> [WHAT IS ASKED]
Repeat character for character the data lines below, from the line containing "# Scan for the gray sky" through the line containing "[17,249,246,296]", with both of those lines included.

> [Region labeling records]
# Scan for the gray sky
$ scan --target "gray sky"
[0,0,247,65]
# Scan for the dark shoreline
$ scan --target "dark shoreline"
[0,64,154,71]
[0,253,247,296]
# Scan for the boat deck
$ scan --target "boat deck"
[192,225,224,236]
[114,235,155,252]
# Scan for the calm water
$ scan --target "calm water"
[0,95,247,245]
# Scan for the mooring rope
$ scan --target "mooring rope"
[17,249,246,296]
...
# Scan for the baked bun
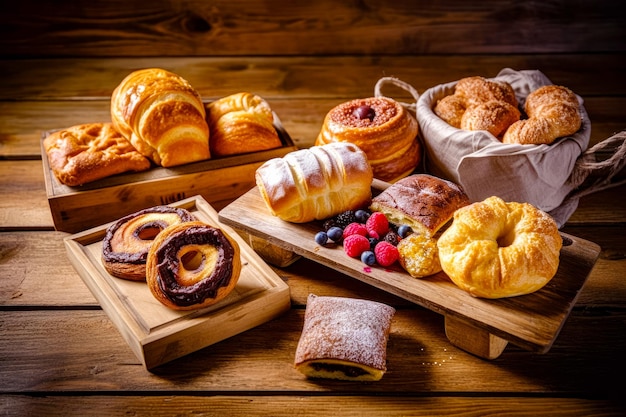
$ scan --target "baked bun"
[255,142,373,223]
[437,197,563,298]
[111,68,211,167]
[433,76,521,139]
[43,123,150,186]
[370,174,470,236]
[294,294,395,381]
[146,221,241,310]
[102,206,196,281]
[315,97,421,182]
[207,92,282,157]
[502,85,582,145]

> [ANSWER FOR THE TASK]
# Scan for the gray sky
$ scan --target "gray sky"
[0,0,247,65]
# Scan for the dark shoreline
$ scan --target "dark shoreline"
[0,64,154,71]
[0,253,247,296]
# Scan for the boat deck
$ scan --target "boat deck"
[192,225,224,236]
[114,235,155,252]
# Scan for the calm water
$ scan --target "calm water"
[0,95,247,245]
# Scan for the mooring rope
$ scan --target "mooring rope"
[17,249,246,296]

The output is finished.